> Task instructions: The answer is to contain only the line containing "In this photo, where can the church" and the lines after it through the last one, each reproduced exactly as it appears below.

> Data for analysis:
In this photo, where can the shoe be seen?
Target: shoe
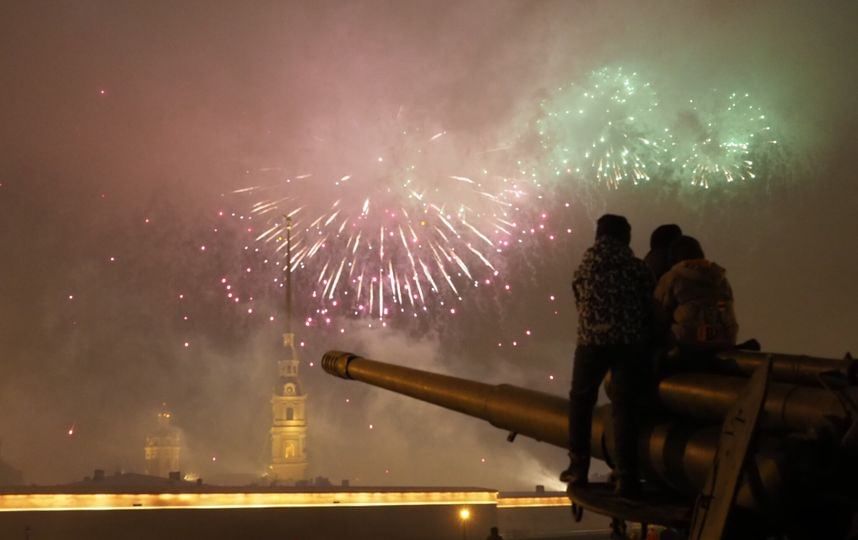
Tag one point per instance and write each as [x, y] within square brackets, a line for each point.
[627, 487]
[573, 476]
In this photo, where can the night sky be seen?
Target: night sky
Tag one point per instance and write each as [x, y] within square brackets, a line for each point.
[126, 127]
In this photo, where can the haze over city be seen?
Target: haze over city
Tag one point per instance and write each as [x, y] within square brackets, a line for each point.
[134, 274]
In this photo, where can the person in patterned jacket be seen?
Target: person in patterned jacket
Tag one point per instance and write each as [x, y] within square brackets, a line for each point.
[613, 294]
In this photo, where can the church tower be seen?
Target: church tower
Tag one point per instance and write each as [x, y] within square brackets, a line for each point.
[163, 447]
[288, 404]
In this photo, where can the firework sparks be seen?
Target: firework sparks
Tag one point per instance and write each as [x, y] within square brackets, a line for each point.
[719, 139]
[602, 130]
[397, 231]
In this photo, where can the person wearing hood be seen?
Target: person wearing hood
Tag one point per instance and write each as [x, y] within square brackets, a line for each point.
[658, 258]
[694, 301]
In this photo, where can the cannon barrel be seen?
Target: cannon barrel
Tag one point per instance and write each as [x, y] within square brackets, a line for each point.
[788, 406]
[674, 453]
[791, 368]
[534, 414]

> Solved exercise:
In this photo, where can the church tower be seen?
Target: church tower
Tag one point per instance and write each as [x, y] within square brackets, a line for each point.
[163, 447]
[288, 404]
In this photo, where can the firework sparks be seen?
Target: firework sparks
Tag one point per instance and write each as [x, y] within square brackets, a line for each point.
[719, 139]
[602, 130]
[397, 231]
In this photo, where can the person wearing hood be seen?
Target: person wearing hood
Tag one point per instance and write each as [x, y] within square brackets, a line for each point.
[658, 258]
[694, 301]
In this photo, where can the cannon barrel be seen?
Target: cannon barrel
Tag one point per instance and write each as [x, y] within square brackets, a line for each point.
[788, 406]
[674, 453]
[791, 368]
[534, 414]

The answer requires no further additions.